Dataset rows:
------------------------

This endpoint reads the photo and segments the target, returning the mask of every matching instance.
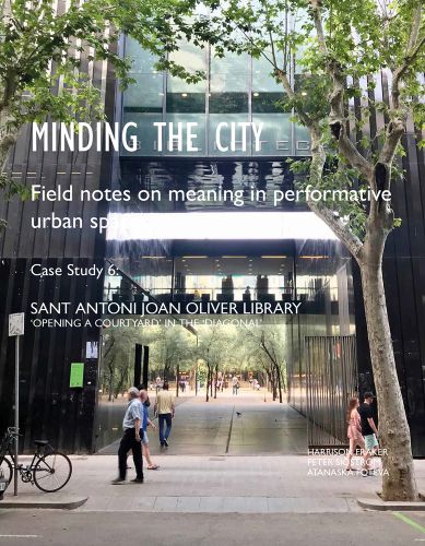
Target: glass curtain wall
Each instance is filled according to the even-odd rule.
[[[123,123],[135,122],[139,150],[121,156],[181,156],[191,157],[250,157],[250,156],[303,156],[308,154],[309,142],[302,129],[291,121],[291,111],[283,105],[282,84],[270,74],[270,63],[252,59],[248,55],[228,54],[219,59],[211,47],[201,49],[191,44],[181,44],[173,60],[189,71],[201,70],[205,80],[187,83],[178,78],[155,70],[154,58],[134,40],[126,38],[126,57],[132,60],[130,76],[134,80],[123,93]],[[176,142],[172,151],[158,152],[156,128],[153,122],[196,122],[197,152],[178,151]],[[222,146],[231,144],[231,123],[236,123],[236,142],[233,149],[220,152],[216,144],[219,123],[228,126],[221,131]],[[239,122],[263,123],[260,150],[253,149],[251,131],[246,133],[247,145],[243,149],[243,129]],[[186,140],[185,126],[182,135]],[[176,129],[176,126],[175,126]],[[228,129],[228,130],[227,130]],[[165,141],[164,141],[165,139]],[[167,132],[163,131],[163,142]]]

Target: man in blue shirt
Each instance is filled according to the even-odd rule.
[[[118,450],[119,476],[113,480],[114,485],[126,483],[127,453],[132,451],[135,467],[135,478],[131,482],[143,484],[143,459],[141,450],[140,428],[142,425],[143,407],[139,400],[139,389],[131,387],[127,392],[128,405],[122,420],[123,435]],[[143,434],[143,431],[142,431]]]

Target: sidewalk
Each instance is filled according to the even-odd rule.
[[[169,449],[172,452],[173,447]],[[323,461],[326,460],[326,465]],[[158,471],[145,471],[143,485],[113,486],[117,458],[73,456],[73,475],[58,494],[43,494],[20,483],[20,497],[85,498],[74,511],[323,513],[359,512],[356,498],[380,489],[381,477],[332,475],[344,468],[338,456],[155,456]],[[379,467],[379,460],[375,459]],[[132,465],[131,459],[129,464]],[[415,461],[420,490],[425,490],[425,461]],[[316,468],[316,470],[315,470]],[[318,473],[318,470],[320,471]],[[327,472],[328,475],[321,474]],[[316,475],[314,475],[316,473]],[[331,474],[331,475],[329,475]],[[134,477],[134,470],[128,478]],[[11,490],[10,490],[11,491]],[[12,492],[12,491],[11,491]],[[5,495],[9,501],[11,492]],[[0,502],[0,509],[2,502]]]

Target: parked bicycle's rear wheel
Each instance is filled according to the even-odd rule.
[[[13,466],[9,459],[3,459],[0,463],[0,470],[3,471],[4,478],[8,482],[8,485],[12,482],[13,477]],[[0,472],[1,474],[1,472]]]
[[[43,456],[34,467],[34,483],[45,492],[62,489],[70,480],[72,463],[63,453],[54,451]]]

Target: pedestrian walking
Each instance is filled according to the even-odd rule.
[[[150,402],[149,402],[147,391],[145,391],[144,389],[140,391],[140,401],[142,403],[142,408],[143,408],[142,432],[141,432],[142,453],[143,453],[143,456],[146,461],[147,470],[149,471],[156,471],[157,468],[160,468],[160,466],[152,462],[151,450],[149,449],[149,437],[147,437],[147,427],[151,426],[154,430],[156,430],[156,426],[149,418],[147,407],[150,405]]]
[[[363,471],[364,476],[370,474],[370,462],[376,450],[379,447],[378,442],[378,429],[374,420],[374,412],[371,410],[371,404],[376,396],[370,392],[365,392],[364,402],[358,407],[358,413],[361,415],[362,422],[362,434],[365,439],[365,468]]]
[[[164,381],[163,390],[157,393],[155,402],[155,415],[158,416],[160,443],[162,448],[168,448],[168,437],[172,431],[174,414],[174,396],[168,392],[168,381]]]
[[[135,478],[131,482],[143,484],[143,459],[141,450],[140,428],[142,424],[142,403],[139,400],[139,389],[131,387],[127,391],[128,405],[122,419],[123,435],[118,449],[119,476],[113,480],[114,485],[125,484],[127,475],[127,453],[132,451]]]
[[[365,455],[365,439],[362,435],[362,423],[361,416],[357,411],[359,406],[357,396],[350,399],[349,408],[346,412],[347,431],[346,435],[350,440],[349,459],[346,464],[346,471],[354,471],[351,466],[353,455],[356,451],[357,446],[362,449],[363,455]]]

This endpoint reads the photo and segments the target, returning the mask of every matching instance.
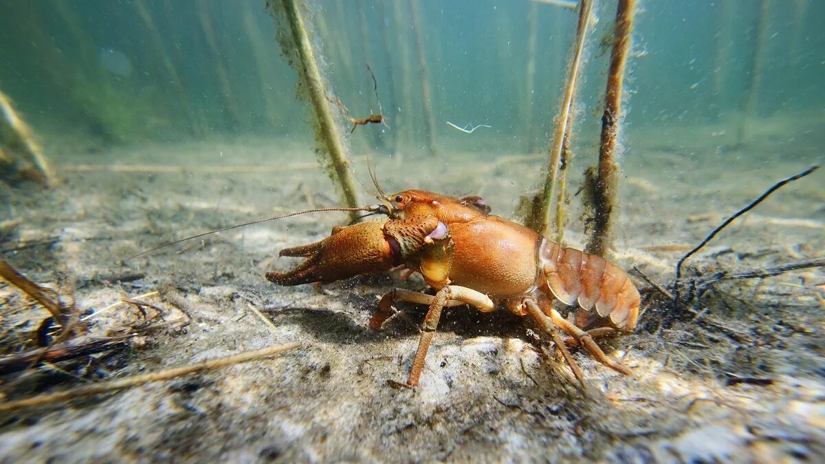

------------------------

Output every line of the listing above as a numbered list, leaving out blank lines and the pictures.

Response below:
1. This endpoint reads the photo and segments the target, returning the mask of every matching instance.
2. Target: glass curtain wall
3. Each instance is filled according to the even-odd rule.
4. [[[123,123],[135,122],[139,150],[121,156],[181,156],[191,157],[250,157],[250,156],[303,156],[308,154],[309,142],[302,129],[291,121],[291,111],[283,105],[282,84],[270,74],[270,63],[252,59],[248,55],[228,54],[219,59],[211,47],[201,49],[191,44],[181,44],[173,60],[189,71],[201,70],[205,80],[187,83],[178,78],[155,70],[154,58],[134,40],[126,38],[126,57],[132,60],[130,76],[134,80],[123,93]],[[176,142],[172,151],[158,152],[156,128],[153,122],[196,122],[197,152],[178,151]],[[222,146],[231,144],[231,123],[236,123],[236,142],[233,149],[220,152],[216,144],[219,123],[228,126],[221,131]],[[239,122],[263,123],[260,150],[253,149],[251,131],[246,133],[247,145],[243,149],[243,129]],[[186,140],[185,126],[182,135]],[[176,129],[176,126],[175,126]],[[228,129],[228,130],[227,130]],[[165,141],[164,141],[165,139]],[[167,132],[163,131],[163,142]]]
5. Target: man in blue shirt
6. Each instance is filled according to the even-odd rule.
7. [[[118,450],[119,476],[113,480],[114,485],[126,483],[127,453],[132,451],[135,467],[135,478],[131,482],[143,484],[143,459],[141,450],[140,428],[142,425],[143,407],[139,400],[139,389],[131,387],[127,392],[128,405],[122,420],[123,435]],[[143,434],[143,431],[142,431]]]
8. Target: sidewalk
9. Each instance is filled according to the even-odd rule.
10. [[[169,449],[172,452],[173,447]],[[323,461],[326,460],[326,465]],[[158,471],[145,471],[143,485],[113,486],[117,458],[73,456],[73,475],[58,494],[43,494],[20,483],[20,497],[85,498],[74,511],[323,513],[359,512],[356,498],[380,489],[381,477],[332,475],[344,468],[338,456],[155,456]],[[379,467],[379,460],[375,459]],[[132,465],[131,459],[129,464]],[[415,461],[420,490],[425,490],[425,461]],[[316,468],[316,470],[315,470]],[[318,473],[318,470],[320,471]],[[327,472],[328,475],[321,474]],[[316,475],[314,475],[316,473]],[[331,474],[331,475],[329,475]],[[134,477],[134,470],[128,478]],[[11,490],[10,490],[11,491]],[[12,492],[12,491],[11,491]],[[5,495],[9,501],[11,492]],[[0,502],[0,509],[2,502]]]
11. Target: parked bicycle's rear wheel
12. Each instance is filled according to the even-odd rule.
13. [[[13,466],[9,459],[3,459],[0,463],[0,470],[3,471],[4,478],[8,482],[8,485],[12,482],[13,477]],[[0,472],[1,474],[1,472]]]
14. [[[43,456],[34,467],[34,483],[45,492],[62,489],[70,480],[72,463],[63,453],[54,451]]]
15. Target: pedestrian walking
16. Each instance is filled according to the even-odd rule.
17. [[[150,402],[149,402],[147,391],[145,391],[144,389],[140,391],[140,401],[142,403],[142,408],[143,408],[142,432],[141,432],[142,453],[143,453],[143,456],[146,461],[147,470],[149,471],[156,471],[157,468],[160,468],[160,466],[152,462],[151,450],[149,449],[149,437],[147,437],[147,427],[151,426],[154,430],[156,430],[156,426],[149,418],[147,407],[150,405]]]
18. [[[363,471],[364,476],[370,474],[370,462],[376,450],[379,447],[378,442],[378,429],[374,420],[374,412],[371,410],[371,404],[376,396],[370,392],[365,392],[364,402],[358,407],[358,413],[361,415],[362,422],[362,434],[365,439],[365,468]]]
19. [[[164,381],[163,390],[157,393],[155,402],[155,415],[158,416],[160,443],[162,448],[168,448],[168,437],[172,431],[174,414],[174,396],[168,392],[168,381]]]
20. [[[135,478],[131,482],[143,484],[143,459],[141,450],[140,428],[142,424],[142,403],[139,400],[139,389],[131,387],[127,391],[128,405],[122,419],[123,435],[118,449],[119,476],[113,480],[114,485],[125,484],[127,475],[127,453],[132,451]]]
21. [[[365,455],[365,439],[362,435],[362,423],[361,416],[357,411],[359,406],[357,396],[350,399],[349,408],[346,412],[347,431],[346,435],[350,440],[349,459],[346,464],[346,471],[354,471],[351,466],[353,455],[356,451],[357,446],[362,449],[363,455]]]
22. This endpoint reads the photo and segments the target, returning the mask of every matching instance.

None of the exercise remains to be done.